[Position identification records]
◇ ◇ ◇
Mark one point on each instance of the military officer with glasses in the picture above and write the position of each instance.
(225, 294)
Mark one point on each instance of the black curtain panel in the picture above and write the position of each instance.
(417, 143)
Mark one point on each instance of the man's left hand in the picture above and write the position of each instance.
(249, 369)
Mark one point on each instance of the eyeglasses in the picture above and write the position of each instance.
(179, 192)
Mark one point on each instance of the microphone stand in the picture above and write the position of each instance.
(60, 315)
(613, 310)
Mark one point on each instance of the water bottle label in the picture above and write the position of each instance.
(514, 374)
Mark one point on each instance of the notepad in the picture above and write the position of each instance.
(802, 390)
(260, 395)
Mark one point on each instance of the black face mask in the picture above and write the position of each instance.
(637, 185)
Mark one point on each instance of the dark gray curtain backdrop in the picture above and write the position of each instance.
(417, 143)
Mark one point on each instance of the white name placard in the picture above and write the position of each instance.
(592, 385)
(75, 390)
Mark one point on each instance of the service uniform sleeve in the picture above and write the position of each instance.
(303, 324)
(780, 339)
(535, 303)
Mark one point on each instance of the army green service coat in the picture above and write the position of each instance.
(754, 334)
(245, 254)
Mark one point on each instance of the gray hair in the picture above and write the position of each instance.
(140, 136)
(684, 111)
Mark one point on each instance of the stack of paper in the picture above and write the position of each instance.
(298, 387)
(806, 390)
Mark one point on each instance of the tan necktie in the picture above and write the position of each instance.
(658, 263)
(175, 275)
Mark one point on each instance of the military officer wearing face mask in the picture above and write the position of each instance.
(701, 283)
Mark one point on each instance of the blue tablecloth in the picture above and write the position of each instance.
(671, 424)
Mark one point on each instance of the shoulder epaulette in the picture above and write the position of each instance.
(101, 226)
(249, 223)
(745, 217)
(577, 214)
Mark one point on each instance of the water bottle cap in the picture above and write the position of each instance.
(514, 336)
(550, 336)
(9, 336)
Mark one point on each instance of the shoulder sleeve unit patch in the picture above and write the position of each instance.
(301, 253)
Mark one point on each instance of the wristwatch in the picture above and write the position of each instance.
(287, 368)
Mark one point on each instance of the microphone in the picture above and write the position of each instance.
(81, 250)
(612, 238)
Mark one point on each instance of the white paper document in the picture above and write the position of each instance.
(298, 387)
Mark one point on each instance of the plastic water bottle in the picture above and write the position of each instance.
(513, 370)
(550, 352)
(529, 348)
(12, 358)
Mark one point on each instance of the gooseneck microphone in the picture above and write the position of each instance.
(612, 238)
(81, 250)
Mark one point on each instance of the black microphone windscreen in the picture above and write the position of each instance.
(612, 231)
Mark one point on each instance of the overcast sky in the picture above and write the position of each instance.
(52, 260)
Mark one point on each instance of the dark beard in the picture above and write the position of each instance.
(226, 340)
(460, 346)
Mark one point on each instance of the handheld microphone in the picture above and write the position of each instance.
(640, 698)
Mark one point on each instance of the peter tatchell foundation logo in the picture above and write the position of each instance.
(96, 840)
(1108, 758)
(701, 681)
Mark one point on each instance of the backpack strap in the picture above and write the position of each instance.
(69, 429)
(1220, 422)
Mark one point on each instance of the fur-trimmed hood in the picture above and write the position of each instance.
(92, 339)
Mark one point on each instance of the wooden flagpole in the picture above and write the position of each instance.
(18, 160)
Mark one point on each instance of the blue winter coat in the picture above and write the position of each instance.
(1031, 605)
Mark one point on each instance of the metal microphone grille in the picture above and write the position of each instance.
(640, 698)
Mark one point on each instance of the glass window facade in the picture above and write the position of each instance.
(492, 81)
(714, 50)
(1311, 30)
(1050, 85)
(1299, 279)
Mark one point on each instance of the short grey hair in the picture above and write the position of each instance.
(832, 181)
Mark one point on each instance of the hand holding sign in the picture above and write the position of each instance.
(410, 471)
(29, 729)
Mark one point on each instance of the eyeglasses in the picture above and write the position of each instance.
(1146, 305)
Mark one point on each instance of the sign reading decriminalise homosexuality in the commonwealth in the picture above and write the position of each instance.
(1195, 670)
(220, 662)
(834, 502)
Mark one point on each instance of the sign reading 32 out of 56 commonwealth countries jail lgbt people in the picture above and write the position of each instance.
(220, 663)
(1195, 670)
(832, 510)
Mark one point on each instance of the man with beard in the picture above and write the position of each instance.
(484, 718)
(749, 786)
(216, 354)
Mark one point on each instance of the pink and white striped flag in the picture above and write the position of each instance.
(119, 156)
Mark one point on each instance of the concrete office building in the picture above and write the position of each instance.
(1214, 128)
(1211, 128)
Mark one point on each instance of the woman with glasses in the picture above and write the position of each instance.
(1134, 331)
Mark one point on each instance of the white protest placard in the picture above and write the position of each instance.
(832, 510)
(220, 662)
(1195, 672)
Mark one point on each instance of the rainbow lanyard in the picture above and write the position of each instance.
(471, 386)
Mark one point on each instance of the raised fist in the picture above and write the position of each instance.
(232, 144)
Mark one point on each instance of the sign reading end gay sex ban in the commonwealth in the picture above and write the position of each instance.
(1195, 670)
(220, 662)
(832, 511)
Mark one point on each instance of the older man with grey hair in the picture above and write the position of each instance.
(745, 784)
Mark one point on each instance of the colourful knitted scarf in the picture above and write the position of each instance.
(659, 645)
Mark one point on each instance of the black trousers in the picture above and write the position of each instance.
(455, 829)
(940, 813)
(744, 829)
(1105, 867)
◇ ◇ ◇
Rewrite the listing as a numbered list, from the line containing "Mark one point on each instance of the colourful" through the end of the listing, both included, leaving out any blank lines.

1. Mark one point on each instance of the colourful knitted scarf in the picture above and write the position of each instance.
2. (659, 645)
3. Mark one point on each instance of the black trousers in the picture above and write the position of each instance.
4. (455, 829)
5. (940, 813)
6. (744, 829)
7. (1105, 867)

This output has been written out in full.